> [Excerpt]
────────
Within CertiK’s framework, this is an identity verification failure, not a settlement failure. It underscores the trade-offs of “Web2.5” registration: smoother user experience at the expense of centralized failure points. For an industry that champions decentralization, this lesson is troubling. Prediction markets could support fully on-chain, collateralized settlement while still inheriting traditional fintech risks—identity verification, account recovery, and platform-level access controls.

Magic.link offers “passwordless login” via email links or social accounts, eliminating the need to remember complex private keys or seed phrases. While this convenience attracts many Web2 users, it also creates a centralized attack surface. When Magic.link’s system is compromised, all Polymarket users relying on it face potential fund theft.

Ironically, user funds are actually stored on-chain, with fully decentralized and secure settlement. But because login authentication is controlled centrally, hackers can compromise user accounts through Magic.link, authorizing transfers. This hybrid architecture—“decentralized settlement + centralized authentication”—inherits vulnerabilities from both models rather than advantages.
────────
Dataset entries
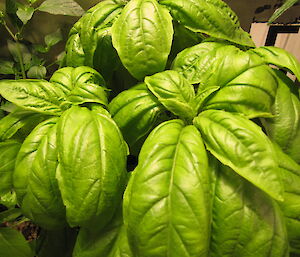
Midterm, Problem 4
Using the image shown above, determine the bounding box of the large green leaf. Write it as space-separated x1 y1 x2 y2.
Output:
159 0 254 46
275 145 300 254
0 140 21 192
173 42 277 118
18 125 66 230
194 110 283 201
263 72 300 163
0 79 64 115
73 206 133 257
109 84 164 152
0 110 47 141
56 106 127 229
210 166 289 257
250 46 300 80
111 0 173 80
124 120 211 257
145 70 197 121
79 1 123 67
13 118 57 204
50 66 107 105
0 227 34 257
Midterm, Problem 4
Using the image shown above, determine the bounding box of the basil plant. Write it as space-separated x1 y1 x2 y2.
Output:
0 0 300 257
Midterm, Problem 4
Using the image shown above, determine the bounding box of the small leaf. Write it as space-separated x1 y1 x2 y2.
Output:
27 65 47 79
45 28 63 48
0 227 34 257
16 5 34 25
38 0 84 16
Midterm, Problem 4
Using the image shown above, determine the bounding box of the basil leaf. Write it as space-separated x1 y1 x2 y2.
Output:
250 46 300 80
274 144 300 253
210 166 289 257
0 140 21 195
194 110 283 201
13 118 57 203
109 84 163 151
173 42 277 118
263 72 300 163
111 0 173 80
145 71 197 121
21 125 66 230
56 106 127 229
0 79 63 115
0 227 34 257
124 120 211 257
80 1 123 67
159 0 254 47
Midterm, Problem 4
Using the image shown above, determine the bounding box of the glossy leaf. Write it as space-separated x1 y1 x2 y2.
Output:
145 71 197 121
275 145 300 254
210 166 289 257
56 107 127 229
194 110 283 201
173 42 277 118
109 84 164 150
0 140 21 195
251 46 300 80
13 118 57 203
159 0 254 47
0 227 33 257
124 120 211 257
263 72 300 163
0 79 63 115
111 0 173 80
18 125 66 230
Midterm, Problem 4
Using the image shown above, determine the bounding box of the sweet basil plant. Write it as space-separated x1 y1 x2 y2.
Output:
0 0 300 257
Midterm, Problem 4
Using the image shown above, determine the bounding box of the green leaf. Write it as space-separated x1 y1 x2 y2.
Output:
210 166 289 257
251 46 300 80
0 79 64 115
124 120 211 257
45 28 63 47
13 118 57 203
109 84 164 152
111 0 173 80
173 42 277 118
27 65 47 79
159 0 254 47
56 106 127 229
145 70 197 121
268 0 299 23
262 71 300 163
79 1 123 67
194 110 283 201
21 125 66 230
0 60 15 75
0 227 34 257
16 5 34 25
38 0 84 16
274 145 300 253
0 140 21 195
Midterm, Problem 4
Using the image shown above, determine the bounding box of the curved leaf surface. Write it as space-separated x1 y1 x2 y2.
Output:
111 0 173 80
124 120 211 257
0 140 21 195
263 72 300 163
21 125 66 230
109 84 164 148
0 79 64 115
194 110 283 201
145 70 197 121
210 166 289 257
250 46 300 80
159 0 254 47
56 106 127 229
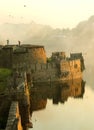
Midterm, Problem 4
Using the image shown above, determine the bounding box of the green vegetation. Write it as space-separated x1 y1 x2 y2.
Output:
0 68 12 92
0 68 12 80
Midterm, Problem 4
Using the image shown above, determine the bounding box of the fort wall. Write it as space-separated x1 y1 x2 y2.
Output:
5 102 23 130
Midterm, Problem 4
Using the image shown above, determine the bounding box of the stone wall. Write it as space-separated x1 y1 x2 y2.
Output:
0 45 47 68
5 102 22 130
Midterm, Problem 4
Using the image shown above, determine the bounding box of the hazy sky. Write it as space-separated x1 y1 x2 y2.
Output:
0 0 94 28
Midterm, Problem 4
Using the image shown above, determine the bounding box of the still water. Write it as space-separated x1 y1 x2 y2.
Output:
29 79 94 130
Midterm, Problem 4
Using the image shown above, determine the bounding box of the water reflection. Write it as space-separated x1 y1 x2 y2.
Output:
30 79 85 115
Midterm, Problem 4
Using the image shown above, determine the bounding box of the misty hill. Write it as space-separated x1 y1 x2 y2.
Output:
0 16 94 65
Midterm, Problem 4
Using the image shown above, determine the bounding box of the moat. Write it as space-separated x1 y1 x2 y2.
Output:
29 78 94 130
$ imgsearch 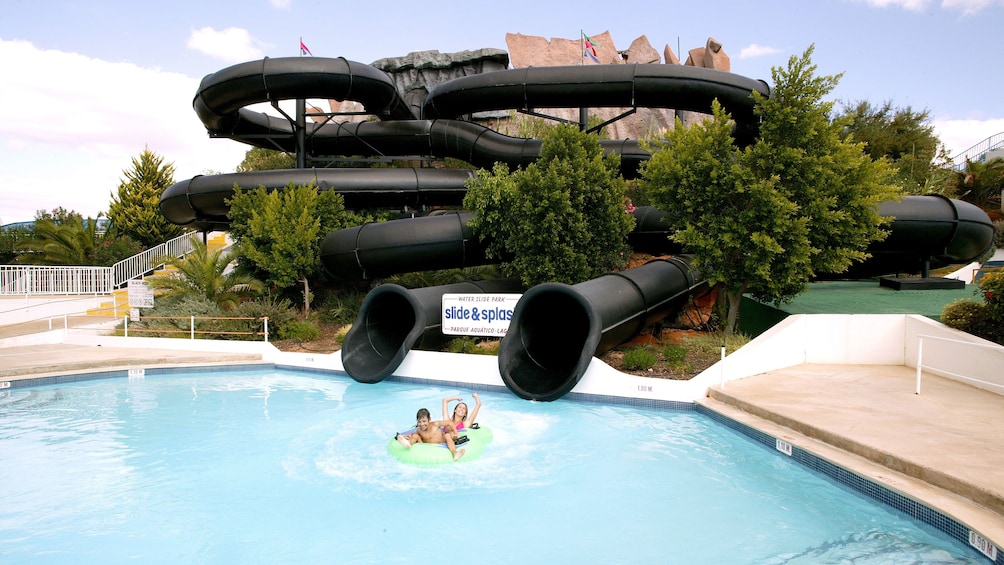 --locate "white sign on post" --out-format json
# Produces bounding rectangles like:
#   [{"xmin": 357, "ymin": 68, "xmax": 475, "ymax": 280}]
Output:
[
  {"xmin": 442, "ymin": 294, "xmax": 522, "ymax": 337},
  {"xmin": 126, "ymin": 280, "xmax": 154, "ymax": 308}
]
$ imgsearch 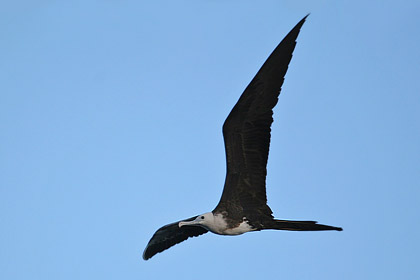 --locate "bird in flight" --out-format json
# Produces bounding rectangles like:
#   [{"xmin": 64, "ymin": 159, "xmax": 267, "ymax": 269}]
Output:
────────
> [Work to complete]
Condense the paragraph of the excerpt that begins "Magic.link offers" into a short bulleted list that keeps its main facts. Rely only on the excerpt.

> [Answer box]
- Magic.link lets users log in without a password, through email links or social accounts.
- This removes the need to remember complex private keys or seed phrases.
- The convenience draws many Web2 users but creates a centralized attack surface.
- If Magic.link's system is compromised, every Polymarket user who relies on it could have funds stolen.